• The problem: In the listing below, find the line with "of the tangled" and the line with "column 349, row 200". Repeat those two lines and all lines between them exactly.

[[ Raw data open ]]

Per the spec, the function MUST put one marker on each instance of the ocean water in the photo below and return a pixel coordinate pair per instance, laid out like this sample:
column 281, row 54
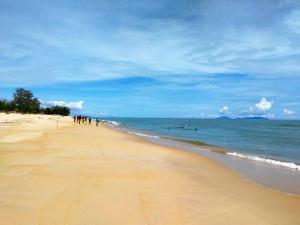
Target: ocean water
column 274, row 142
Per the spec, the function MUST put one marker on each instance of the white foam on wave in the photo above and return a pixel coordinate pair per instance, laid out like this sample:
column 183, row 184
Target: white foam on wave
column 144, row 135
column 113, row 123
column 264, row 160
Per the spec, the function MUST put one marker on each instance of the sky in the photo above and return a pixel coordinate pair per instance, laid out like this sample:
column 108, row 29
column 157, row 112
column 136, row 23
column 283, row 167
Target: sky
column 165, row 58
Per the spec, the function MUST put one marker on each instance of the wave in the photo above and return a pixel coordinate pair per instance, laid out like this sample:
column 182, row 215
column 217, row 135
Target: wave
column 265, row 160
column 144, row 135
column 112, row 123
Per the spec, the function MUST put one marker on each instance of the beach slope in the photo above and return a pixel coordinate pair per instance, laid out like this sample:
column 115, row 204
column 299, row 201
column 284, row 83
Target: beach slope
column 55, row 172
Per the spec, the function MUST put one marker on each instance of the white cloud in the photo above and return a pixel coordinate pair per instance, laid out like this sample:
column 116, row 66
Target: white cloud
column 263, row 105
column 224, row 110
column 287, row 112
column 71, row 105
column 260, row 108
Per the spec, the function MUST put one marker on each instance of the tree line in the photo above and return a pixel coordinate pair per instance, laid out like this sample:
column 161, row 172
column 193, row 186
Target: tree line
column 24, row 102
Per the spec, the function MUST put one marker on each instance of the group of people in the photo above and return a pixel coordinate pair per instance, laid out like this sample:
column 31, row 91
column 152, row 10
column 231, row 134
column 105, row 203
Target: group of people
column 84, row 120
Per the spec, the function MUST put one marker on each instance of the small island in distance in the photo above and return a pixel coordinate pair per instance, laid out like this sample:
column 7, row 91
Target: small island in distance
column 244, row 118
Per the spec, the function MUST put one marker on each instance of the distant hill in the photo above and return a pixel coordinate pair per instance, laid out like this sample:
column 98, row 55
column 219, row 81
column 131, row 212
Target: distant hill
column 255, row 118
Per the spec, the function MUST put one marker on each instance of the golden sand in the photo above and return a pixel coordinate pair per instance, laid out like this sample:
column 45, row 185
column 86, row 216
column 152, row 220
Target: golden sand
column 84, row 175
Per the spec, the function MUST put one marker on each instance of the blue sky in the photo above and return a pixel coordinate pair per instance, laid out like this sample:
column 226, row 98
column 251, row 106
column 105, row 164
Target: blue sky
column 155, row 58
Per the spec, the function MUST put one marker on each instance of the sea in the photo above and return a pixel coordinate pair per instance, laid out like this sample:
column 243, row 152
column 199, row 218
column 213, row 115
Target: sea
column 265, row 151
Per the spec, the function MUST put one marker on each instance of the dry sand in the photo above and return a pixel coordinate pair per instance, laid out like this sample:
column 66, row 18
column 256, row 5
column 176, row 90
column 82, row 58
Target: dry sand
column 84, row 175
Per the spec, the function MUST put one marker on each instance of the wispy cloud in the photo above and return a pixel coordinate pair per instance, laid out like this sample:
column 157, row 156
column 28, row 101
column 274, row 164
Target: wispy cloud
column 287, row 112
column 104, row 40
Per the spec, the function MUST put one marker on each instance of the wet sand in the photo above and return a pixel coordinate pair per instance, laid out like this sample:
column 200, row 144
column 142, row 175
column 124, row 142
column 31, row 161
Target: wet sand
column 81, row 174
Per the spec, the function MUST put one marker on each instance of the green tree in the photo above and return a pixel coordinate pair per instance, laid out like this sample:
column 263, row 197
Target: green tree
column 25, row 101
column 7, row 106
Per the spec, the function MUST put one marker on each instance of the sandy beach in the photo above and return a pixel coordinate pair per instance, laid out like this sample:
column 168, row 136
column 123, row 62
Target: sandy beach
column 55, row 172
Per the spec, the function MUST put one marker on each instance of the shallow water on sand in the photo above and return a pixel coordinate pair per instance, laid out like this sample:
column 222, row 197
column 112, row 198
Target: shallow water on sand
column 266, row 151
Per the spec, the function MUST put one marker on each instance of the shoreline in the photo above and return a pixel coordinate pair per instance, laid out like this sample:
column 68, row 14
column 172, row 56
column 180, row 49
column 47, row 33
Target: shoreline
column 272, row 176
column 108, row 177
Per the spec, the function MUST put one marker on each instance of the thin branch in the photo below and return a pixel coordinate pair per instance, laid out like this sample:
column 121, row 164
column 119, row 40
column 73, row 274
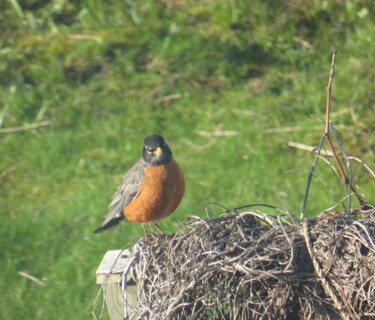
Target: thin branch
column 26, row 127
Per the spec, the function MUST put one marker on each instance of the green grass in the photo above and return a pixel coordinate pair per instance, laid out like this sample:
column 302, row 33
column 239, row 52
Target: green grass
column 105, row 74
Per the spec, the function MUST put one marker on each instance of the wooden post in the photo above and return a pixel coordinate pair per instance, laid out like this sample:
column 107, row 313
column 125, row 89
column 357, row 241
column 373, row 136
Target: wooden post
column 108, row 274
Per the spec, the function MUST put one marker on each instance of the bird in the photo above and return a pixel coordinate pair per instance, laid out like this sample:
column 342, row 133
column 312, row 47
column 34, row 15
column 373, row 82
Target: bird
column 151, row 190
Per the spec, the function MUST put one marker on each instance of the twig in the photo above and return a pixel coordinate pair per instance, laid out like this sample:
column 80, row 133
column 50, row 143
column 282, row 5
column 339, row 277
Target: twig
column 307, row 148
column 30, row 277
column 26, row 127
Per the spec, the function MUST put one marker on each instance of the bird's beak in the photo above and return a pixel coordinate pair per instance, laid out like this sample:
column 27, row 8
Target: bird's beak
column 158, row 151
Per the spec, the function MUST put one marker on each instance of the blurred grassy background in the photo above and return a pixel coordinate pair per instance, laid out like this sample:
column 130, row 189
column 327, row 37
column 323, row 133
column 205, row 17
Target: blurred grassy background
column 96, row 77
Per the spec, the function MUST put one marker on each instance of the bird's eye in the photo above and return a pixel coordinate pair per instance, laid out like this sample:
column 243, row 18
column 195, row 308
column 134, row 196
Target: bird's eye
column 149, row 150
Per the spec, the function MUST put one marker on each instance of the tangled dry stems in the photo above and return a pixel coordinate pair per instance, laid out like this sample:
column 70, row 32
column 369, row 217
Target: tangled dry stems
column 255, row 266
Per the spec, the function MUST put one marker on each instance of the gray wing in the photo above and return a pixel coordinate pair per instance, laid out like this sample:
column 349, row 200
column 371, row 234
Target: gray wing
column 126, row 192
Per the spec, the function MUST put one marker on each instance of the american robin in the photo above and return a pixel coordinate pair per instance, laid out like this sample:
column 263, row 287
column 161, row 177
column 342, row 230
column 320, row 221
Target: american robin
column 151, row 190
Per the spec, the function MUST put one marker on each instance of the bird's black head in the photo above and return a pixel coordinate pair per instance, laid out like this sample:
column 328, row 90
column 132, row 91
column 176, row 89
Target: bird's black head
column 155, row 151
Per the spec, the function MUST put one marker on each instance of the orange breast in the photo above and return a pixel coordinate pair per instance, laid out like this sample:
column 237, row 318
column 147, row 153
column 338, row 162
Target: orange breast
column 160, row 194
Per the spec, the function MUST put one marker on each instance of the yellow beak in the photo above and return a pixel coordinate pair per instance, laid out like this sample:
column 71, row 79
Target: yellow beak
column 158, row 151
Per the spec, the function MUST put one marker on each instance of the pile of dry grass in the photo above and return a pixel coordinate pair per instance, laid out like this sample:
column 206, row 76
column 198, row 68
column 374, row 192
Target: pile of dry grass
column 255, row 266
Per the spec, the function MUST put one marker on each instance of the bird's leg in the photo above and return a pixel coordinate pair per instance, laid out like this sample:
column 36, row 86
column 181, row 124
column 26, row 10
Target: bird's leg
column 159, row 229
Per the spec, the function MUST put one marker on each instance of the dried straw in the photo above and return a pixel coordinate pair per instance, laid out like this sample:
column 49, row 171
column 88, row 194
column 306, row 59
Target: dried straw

[[ Raw data closed ]]

• Your solution:
Per the spec, the function MUST put one marker on each instance of the tangled dry stems in the photo above and return a pixel coordinate pair per instance, laid out like this sample:
column 70, row 32
column 369, row 217
Target: tangled dry stems
column 255, row 266
Per the spec, the function MUST put one marker on each instance of the gray wing in the photo above and return a pixel coordinate pair per instance, laid out like this sample:
column 349, row 200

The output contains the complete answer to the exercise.